[Document section]

Data Availability: All relevant data are within the paper and its Supporting Information file.
Funding: The author(s) received no specific funding for this work.
Competing interests: The authors have declared that no competing interests exist.
Abbreviations and acronyms: AI, Artificial intelligence; DL, Deep learning; DR, Digital radiography; HITL, “Human-in-the-loop”; IoU, Intersection over Union; PACS, Picture archiving and communication system; SD, Standard deviation
Introduction
The use of artificial intelligence (AI) for image analysis is one of the leading topic in the field of radiology [1–4]. Radiological AI models usually originate from annotated image data, also known as supervised AI [5] or supervised machine learning. With few exceptions, they fall into the domain of deep learning (DL) [6, 7]. DL models commonly build upon large training image sets for robust outcomes [8, 9], often containing thousands or more of different samples, such as in case of ImageNet [10], Open Images [11], or Microsoft Common Objects in Context (COCO) [12]. Corresponding radiological datasets [13, 14] are typically magnitudes smaller, since building and maintaining comprehensive deep learning systems is still challenging [8]. For image annotation a user may decide among a palette of open-source and commercial software solutions with manual and (semi-)automatic labeling techniques [8, 15–18]. However, they require area-specific expert information and development, and their implementation is often computational- and time-intensive [8]. As the workload of radiologists have increased significantly in the last decades, mainly due to the increasing number of time consuming cross-sectional images [19], alternative solutions such as with the involvement of alternative workforce in image annotation might be reasonable. Medical students have demonstrated variable learning rates in other medical contexts like surgery skills or ultrasound [20–25]. To our best knowledge, with the involvement of students in studying or annotating radiographic examinations no study has been performed so far.

[/Document section]
[Source data]

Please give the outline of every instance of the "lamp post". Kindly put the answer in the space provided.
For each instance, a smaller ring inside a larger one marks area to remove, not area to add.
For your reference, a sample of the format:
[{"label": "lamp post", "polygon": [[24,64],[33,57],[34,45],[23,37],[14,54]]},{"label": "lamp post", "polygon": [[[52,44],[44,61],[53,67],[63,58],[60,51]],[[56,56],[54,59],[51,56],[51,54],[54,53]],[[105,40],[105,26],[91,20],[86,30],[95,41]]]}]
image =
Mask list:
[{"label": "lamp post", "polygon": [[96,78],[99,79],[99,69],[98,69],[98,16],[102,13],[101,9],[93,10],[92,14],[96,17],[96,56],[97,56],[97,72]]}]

[/Source data]

▸ **Set of tasks**
1. Answer these questions about the excerpt on AI in radiology.
(a) What does it state about funding for the work?
(b) What does the abbreviation HITL stand for?
(c) According to it, what is the main reason radiologists' workload has increased?
2. List every abbreviation defined in the abbreviations and acronyms line of the excerpt on AI in radiology, each with its expansion.
3. Resume the excerpt on AI in radiology from where it stops.

▸ **Written answers**
1.
(a) The author(s) received no specific funding for this work.
(b) "Human-in-the-loop"
(c) The increasing number of time consuming cross-sectional images

2.
AI, Artificial intelligence
DL, Deep learning
DR, Digital radiography
HITL, "Human-in-the-loop"
IoU, Intersection over Union
PACS, Picture archiving and communication system
SD, Standard deviation

3.
The goal of the current study was to estimate the learning rate of inexperienced evaluators in labeling pediatric wrist fractures on digital radiographs. We recruited students with and without a medical background or training to annotate fractures and, thus, to assess their utility to radiologists in creating a comprehensive supervised deep learning dataset.
Methods
We recruited nine medical and one high-school student to the study. We arranged them into four single raters and three teams of two evaluators. None of these ten individuals had specific experience in analyzing pediatric wrist fractures. Table 1 shows the particulars of these students, including previous experience in radiology or traumatology. They were instructed to manually tag all visible fractures of any age in randomly selected non-overlapping pediatric wrist digital radiography (DR) studies. Each observer processed 1,000 images, composed of 100 pictures per workday over two weeks or 10 business days.
Moreover, they were asked to annotate a list of additional image tags (laterality, image projection) and classes (text, metal, bone lesion, periosteal reaction, rotational axis, foreign bodies, and soft tissue swelling) in every image, if proper to do so. We also requested the raters to judge and note the subjective difficulty of every X-ray picture on a five-point Likert scale (1 = Very easy, 2 = Easy, 3 = Neither easy nor hard, 4 = Hard, 5 = Very hard). The cumulative 7,000 student-assessed trauma radiographs were part of a comprehensive, already published dataset on pediatric trauma wrist examinations, containing 20,327 images in total [26].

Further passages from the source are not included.